Start of Data supplied
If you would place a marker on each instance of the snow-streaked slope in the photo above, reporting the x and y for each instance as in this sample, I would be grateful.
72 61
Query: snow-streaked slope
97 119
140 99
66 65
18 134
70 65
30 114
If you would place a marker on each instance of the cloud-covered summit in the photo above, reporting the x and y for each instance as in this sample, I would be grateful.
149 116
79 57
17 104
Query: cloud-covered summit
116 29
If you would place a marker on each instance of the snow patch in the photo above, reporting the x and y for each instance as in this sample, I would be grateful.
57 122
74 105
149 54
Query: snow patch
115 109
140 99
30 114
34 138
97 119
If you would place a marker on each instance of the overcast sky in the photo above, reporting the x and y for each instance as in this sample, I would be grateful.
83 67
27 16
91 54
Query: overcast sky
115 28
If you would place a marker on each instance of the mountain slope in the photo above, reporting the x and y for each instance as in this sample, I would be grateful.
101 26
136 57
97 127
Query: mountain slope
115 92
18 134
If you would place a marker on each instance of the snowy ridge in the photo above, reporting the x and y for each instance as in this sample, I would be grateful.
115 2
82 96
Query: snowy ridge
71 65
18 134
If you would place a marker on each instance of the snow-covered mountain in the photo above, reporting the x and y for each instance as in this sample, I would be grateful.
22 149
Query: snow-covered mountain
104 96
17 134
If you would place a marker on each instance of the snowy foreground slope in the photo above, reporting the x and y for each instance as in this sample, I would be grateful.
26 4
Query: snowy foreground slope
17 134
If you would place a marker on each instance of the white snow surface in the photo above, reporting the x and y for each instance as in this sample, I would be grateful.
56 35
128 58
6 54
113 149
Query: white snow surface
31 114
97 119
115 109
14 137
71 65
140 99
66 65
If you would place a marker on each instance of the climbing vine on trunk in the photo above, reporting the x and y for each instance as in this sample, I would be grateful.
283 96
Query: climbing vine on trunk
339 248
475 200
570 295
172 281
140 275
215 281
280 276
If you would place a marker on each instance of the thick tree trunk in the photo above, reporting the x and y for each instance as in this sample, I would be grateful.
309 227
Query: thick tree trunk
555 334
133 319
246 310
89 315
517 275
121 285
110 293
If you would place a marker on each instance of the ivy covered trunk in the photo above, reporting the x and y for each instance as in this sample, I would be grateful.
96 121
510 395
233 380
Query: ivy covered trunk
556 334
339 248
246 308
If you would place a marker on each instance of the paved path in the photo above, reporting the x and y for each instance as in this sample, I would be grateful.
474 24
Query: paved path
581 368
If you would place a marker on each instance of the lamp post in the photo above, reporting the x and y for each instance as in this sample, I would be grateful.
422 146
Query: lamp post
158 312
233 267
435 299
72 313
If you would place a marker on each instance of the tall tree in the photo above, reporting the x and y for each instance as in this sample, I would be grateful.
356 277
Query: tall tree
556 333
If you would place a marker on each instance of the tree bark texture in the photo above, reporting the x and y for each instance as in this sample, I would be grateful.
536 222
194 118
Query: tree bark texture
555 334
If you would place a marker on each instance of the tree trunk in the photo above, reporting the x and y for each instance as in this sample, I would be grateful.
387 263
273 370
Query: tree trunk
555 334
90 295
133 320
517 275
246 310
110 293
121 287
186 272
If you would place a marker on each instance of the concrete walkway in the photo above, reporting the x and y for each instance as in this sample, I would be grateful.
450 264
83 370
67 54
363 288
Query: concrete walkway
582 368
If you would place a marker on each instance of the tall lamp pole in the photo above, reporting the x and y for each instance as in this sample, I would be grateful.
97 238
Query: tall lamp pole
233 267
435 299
End of Data supplied
### [What you need to do]
Restate every entry word for word.

### [Final answer]
If you would place a marker on each instance of the snow-streaked slope in the photo above, reporting the x and y for each instance as in this sample, I would be grateful.
72 61
Query: snow-streaked slope
97 119
140 99
66 65
18 134
70 65
30 114
If you would place a marker on each instance of the cloud-covered summit in the photo above, reporting the x and y for each instance as in this sample, I would be grateful.
149 116
79 57
17 104
Query: cloud-covered summit
116 29
If you would place a marker on each instance of the snow patch in the photo above, reporting the x and y for each instance as in this sample, I would be grateful.
57 122
74 105
149 54
Query: snow patch
115 109
140 99
30 114
34 138
97 119
If you would place a marker on each instance of the overcast sky in the photo above, reporting the x and y for each instance as in this sample, I would be grateful.
83 67
27 16
91 54
Query: overcast sky
115 28
If you would place a marker on each instance of the mountain slope in the photo above, reporting the x and y for each instance as in this sample, I would be grateful.
101 26
136 57
97 127
Query: mountain slope
115 92
18 134
If you would place a marker on each instance of the snowy ridge in the photo above, reporting the x and y for each instance as in this sample, I would be grateful.
115 2
82 96
Query: snowy ridge
71 65
18 134
If you would place a marker on each instance of the snow-covered mountain in the photo above, reporting the x and y for each instance as in this sample, I would be grateful.
22 149
Query: snow-covered mountain
104 96
17 134
If you would place a marker on each instance of the snowy foreground slope in the photo above, reporting the x and y for each instance as in this sample, I would be grateful.
26 4
Query: snowy foreground slope
17 134
If you would place a marker on each instance of the white snow surface in the photo above, reporting the x and y for each instance as in this sample, I would be grateful.
56 35
128 58
6 54
113 149
Query: white snow surface
31 114
97 119
115 109
14 137
71 65
140 99
66 65
If you would place a marker on each instance of the climbing vine on trunk in the photo above, reporting the x and y for each instance as in this sample, I would be grateful.
283 96
Query: climbing vine on trunk
339 248
475 200
570 295
172 281
140 275
215 281
280 276
If you would place a marker on each instance of the thick tree trunk in the photo above, reporting the x and y for each instance as in this sample, I would be grateful.
309 227
Query: thick tree trunk
555 334
133 319
246 310
89 315
517 275
121 285
110 293
If you would place a marker on each instance of the ivy covered trunk in the photo above, reporting the x and y for each instance as in this sample, I would be grateful.
96 121
510 395
233 380
Query: ivy covered trunk
556 334
339 248
246 308
If you would place a marker on each instance of the paved path in the photo above, reporting the x and y for each instance as in this sample, I would be grateful.
474 24
Query: paved path
581 368
If you would place a marker on each instance of the lamp post in the photo above, reporting the x and y for each instance as in this sample, I would be grateful.
422 146
Query: lamp post
158 312
233 267
435 299
72 313
If you would place a marker on each instance of the tall tree in the photo above, reporting the x and y for each instance as in this sample, I would be grateful.
356 277
Query: tall tree
556 333
If you would place a marker on each instance of the tree bark texture in the photo above, reporting the x and y for each instance as in this sample, I would be grateful.
536 222
194 118
Query: tree bark texture
555 334
If you would place a marker on each instance of the tree trunk in the photo above, reporting the x and y for each instance as in this sample, I would be grateful.
387 263
273 370
Query: tree trunk
555 334
90 295
133 320
517 275
246 310
110 293
121 287
186 272
If you would place a marker on each instance of the concrete walkway in the photo above, reporting the x and y for each instance as in this sample, I would be grateful.
450 264
83 370
67 54
363 288
Query: concrete walkway
582 368
If you would place a marker on each instance of the tall lamp pole in the photo above, reporting the x and y for each instance as in this sample, I would be grateful.
97 238
Query: tall lamp pole
233 267
435 299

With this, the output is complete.